=== SOURCE MATERIAL ===

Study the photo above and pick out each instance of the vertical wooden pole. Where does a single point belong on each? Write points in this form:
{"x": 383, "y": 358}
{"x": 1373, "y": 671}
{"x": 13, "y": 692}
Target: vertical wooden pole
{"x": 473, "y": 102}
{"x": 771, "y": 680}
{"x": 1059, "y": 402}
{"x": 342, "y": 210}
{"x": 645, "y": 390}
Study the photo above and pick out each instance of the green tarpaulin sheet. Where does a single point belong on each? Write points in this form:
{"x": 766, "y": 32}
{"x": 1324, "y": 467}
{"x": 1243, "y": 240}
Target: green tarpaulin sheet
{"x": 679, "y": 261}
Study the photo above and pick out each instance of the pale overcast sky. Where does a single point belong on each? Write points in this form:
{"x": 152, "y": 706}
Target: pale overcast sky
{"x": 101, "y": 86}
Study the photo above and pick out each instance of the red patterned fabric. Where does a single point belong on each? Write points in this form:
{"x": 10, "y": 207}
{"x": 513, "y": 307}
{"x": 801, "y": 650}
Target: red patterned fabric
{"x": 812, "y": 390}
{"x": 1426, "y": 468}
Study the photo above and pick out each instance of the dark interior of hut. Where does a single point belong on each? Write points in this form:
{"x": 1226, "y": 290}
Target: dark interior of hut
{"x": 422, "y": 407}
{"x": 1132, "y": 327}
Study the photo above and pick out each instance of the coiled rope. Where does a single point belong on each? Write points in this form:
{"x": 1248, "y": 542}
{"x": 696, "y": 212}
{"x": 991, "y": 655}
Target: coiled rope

===

**WRITTEN INSTRUCTION**
Reproduce every line from the one containing "of the dark" through the end of the items, both ends included and the requests kept intact. Multiply each point coordinate in the answers by 2.35 and round it to a whole number, with halves rounded up.

**ANSWER TO THE PROBLEM**
Study the photo above and pick out each instance of the dark interior of hut. Where does a single point belong on each? Write points in this form:
{"x": 1226, "y": 290}
Target: dark interior of hut
{"x": 992, "y": 956}
{"x": 2660, "y": 768}
Study the photo above and pick out each instance of the coiled rope. Where does a single point belong on each? Write points in this form:
{"x": 1248, "y": 542}
{"x": 696, "y": 212}
{"x": 991, "y": 655}
Target: coiled rope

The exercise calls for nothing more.